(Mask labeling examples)
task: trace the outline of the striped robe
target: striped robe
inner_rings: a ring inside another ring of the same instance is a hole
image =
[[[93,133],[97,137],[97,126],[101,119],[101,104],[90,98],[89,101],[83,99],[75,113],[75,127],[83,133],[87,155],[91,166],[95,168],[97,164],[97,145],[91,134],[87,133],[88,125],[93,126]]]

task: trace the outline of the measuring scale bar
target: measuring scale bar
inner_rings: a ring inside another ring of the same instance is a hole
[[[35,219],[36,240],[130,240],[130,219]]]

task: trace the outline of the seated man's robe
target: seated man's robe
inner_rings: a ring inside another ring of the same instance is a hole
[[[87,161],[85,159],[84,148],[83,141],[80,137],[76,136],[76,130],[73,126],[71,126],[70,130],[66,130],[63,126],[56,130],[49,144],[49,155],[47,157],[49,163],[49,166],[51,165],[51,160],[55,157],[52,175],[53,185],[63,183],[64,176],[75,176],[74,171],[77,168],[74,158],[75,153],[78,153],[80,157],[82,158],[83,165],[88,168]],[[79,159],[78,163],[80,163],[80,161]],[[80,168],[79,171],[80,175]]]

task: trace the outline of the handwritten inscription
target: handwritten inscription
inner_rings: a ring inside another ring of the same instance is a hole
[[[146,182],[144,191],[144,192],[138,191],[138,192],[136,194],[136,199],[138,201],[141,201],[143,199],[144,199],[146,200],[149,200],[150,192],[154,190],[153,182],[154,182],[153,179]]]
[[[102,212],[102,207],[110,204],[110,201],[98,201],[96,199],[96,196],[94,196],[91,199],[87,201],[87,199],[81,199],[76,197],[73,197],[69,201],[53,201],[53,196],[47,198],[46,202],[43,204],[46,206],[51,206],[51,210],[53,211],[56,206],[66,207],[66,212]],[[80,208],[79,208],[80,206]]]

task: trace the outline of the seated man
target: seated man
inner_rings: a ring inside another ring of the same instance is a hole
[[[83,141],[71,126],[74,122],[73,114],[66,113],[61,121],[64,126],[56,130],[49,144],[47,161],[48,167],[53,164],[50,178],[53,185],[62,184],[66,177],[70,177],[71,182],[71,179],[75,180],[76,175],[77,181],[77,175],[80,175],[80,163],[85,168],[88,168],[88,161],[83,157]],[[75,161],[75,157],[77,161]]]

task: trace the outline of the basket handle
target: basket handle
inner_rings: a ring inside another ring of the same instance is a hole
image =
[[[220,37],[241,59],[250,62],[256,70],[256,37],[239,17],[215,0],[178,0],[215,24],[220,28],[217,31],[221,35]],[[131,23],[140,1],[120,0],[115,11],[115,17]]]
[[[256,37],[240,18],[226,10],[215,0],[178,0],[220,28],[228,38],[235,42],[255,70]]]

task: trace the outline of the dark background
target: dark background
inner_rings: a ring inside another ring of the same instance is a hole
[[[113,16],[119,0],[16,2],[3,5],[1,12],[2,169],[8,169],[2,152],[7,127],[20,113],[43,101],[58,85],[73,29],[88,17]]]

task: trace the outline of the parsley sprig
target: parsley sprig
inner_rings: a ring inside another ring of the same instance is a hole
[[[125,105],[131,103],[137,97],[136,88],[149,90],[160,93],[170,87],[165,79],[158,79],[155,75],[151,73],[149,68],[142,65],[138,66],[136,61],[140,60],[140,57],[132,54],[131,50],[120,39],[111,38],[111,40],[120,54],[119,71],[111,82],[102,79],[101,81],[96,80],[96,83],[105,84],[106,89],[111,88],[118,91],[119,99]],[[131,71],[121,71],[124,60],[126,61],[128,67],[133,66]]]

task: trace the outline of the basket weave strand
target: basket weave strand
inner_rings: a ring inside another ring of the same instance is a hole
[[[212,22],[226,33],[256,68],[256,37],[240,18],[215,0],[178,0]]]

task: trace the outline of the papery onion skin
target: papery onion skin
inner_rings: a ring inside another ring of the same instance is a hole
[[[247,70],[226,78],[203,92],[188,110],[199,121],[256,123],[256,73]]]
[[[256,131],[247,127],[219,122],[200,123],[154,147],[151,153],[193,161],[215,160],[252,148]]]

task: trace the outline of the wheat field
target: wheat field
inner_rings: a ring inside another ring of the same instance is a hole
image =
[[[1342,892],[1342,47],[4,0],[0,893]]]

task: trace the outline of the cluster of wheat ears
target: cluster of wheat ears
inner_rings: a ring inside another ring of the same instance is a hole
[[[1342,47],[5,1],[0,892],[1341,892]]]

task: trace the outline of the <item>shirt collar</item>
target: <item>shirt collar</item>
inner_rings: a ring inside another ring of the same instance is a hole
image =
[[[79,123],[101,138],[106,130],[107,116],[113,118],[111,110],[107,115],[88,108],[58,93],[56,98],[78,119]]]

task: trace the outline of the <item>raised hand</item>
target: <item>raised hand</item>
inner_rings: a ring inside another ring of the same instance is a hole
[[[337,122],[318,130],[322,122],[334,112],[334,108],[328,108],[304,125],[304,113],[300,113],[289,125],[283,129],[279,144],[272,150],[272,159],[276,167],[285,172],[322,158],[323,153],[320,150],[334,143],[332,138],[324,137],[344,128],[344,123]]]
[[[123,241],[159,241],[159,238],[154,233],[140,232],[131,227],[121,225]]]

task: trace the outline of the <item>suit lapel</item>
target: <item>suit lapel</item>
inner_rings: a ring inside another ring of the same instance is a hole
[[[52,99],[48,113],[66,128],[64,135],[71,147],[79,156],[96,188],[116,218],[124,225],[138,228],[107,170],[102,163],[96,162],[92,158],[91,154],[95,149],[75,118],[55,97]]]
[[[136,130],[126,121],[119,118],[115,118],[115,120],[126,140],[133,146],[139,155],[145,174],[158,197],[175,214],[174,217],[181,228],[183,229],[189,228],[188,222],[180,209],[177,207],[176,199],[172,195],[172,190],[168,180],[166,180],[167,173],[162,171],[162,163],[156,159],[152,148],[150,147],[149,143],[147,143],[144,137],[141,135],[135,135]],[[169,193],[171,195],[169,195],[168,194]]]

- Set problem
State how many lines of the material above contain the string "cluster", treating case as significant. Reply with the number alone.

- Answer to the problem
2